>> start Document section

College commencements take center stage in the month of May while High School graduations will run through the end of June. This also means that school reunions are often not far behind. The thought of reunions invokes a certain curiosity; for others panic. What are classmates up to? Who has kept their youthful looks? Their youthful spirit? Will your spouse/partner join you? The decision can cause so much stress that it is often one of the questions I ask when administering pre-marital counseling.
Despite the assumption that reunion will be filled with bravado and conceit, I’ve found that they are quite the opposite. Classmates are quick to share challenges and disappointments, while others give quick and heartfelt support and understanding. I hear a lot of “yeah, me too.”
This week I am attending my 35th college reunion. While it’s hard for me to believe it’s been that long, I was quickly reminded when I was walking through a dorm and heard “put it out, there’s an old man in the hallway.”
Several years ago, I created a list of questions primarily for individuals in their 20s and 30s who were amid transitions like graduations or a year of service. We turned those questions into a “Discernment Deck” - a collection of forty playing cards with questions to discuss and quotes to consider.
To compliment that set of questions, this year I created Reunion Reflections. Forty questions divided into four categories: self, family, college and the world.
So, if you’re hanging around the bar wondering what to say, or if you get stuck sitting next to someone you don’t know at a meal, maybe these questions will help. Better yet, maybe they will inspire questions of your own.
And oh, by the way, you look great!
Questions to Ask Yourself
• What part of the world do you long to see? How can you get there?
• Where do you find peace? How can you spend more time there?
• What would you do if you knew that you had thirty good years left to live? What would you do if you knew you only had five years?

>> end Document section
>> start Excerpted data

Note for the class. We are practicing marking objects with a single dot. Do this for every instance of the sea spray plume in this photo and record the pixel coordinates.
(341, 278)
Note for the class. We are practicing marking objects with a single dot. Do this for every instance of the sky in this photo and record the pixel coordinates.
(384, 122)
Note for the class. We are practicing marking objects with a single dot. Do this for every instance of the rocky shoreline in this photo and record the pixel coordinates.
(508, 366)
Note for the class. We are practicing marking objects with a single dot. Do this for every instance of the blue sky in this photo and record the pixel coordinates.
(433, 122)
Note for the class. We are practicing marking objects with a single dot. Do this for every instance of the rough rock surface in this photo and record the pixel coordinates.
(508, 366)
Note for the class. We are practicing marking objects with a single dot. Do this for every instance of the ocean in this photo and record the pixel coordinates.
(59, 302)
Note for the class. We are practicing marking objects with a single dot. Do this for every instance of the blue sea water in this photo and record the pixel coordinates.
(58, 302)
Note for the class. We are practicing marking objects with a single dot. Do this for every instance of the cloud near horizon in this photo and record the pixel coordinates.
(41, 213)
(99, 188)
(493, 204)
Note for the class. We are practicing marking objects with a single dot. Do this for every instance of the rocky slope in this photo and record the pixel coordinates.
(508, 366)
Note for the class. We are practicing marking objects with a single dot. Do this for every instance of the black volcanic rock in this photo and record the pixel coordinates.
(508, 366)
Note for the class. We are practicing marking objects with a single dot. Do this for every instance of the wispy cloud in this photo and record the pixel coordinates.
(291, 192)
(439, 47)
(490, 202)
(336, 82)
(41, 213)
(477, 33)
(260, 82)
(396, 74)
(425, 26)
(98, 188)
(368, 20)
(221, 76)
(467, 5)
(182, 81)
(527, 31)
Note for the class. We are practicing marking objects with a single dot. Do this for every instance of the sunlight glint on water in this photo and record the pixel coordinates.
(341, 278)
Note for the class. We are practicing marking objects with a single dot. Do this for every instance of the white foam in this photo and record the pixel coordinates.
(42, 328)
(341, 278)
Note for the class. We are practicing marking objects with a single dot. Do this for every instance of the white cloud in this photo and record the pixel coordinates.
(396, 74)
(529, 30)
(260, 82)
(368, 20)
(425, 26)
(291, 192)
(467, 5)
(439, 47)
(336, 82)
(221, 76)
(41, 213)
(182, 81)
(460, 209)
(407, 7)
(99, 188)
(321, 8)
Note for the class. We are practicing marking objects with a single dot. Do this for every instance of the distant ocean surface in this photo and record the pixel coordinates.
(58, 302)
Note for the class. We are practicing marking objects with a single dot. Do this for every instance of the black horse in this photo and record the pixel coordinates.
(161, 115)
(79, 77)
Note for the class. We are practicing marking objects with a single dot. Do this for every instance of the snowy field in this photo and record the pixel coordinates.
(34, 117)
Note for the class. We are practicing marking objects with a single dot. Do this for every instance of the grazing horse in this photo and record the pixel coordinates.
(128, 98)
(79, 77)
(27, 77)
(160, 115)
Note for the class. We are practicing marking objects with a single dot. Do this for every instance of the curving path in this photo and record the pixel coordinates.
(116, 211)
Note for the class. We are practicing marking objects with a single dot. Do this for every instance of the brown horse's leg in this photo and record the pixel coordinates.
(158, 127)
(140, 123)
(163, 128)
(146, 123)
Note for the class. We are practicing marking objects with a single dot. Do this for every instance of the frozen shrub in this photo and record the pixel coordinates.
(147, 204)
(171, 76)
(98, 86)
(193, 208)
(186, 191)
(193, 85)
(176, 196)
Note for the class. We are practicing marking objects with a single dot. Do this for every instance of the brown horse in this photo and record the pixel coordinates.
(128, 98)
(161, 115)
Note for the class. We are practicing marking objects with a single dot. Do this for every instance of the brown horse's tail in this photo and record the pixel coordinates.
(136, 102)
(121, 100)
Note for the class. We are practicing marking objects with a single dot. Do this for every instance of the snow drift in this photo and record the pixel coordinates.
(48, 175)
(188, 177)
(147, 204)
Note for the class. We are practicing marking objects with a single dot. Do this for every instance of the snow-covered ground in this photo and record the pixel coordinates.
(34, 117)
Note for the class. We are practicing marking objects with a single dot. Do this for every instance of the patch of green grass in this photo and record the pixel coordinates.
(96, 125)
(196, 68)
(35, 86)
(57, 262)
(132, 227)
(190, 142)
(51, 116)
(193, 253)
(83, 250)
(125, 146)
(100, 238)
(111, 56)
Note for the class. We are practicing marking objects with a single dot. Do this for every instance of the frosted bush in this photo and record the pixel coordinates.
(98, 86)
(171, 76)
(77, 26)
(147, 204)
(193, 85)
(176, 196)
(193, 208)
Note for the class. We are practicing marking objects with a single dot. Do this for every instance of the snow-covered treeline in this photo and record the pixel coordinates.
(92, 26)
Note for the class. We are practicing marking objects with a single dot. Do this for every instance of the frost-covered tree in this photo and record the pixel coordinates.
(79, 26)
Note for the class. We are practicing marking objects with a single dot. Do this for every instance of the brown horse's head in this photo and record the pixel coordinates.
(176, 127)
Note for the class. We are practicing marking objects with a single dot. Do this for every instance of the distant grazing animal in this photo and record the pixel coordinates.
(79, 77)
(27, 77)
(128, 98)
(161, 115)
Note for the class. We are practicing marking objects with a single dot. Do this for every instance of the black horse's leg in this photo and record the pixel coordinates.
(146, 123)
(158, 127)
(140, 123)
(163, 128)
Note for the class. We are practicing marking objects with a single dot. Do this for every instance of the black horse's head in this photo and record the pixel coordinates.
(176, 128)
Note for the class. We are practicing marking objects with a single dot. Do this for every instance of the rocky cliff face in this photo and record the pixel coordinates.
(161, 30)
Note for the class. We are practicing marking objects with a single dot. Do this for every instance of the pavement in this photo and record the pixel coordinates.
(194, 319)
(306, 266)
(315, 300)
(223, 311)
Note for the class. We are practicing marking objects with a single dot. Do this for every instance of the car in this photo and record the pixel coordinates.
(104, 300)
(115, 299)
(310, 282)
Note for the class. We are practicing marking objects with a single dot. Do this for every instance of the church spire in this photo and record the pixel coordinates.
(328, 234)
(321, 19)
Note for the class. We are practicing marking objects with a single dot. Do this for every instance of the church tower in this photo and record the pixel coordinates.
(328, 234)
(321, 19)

>> end Excerpted data

◆ What you will do ◆
Decide whether each statement agrees with the piece on school reunions, answering yes or no and quoting the words that decide it: (a) Reunion Reflections has forty questions split into four categories. (b) The author has found reunions to be full of bravado and conceit. (c) The Discernment Deck was aimed mainly at people in their 40s and 50s. Rely only on the piece on school reunions.

◆ Answer to this problem ◆
(a) Yes: "Forty questions divided into four categories: self, family, college and the world."
(b) No: "I’ve found that they are quite the opposite."
(c) No: "primarily for individuals in their 20s and 30s"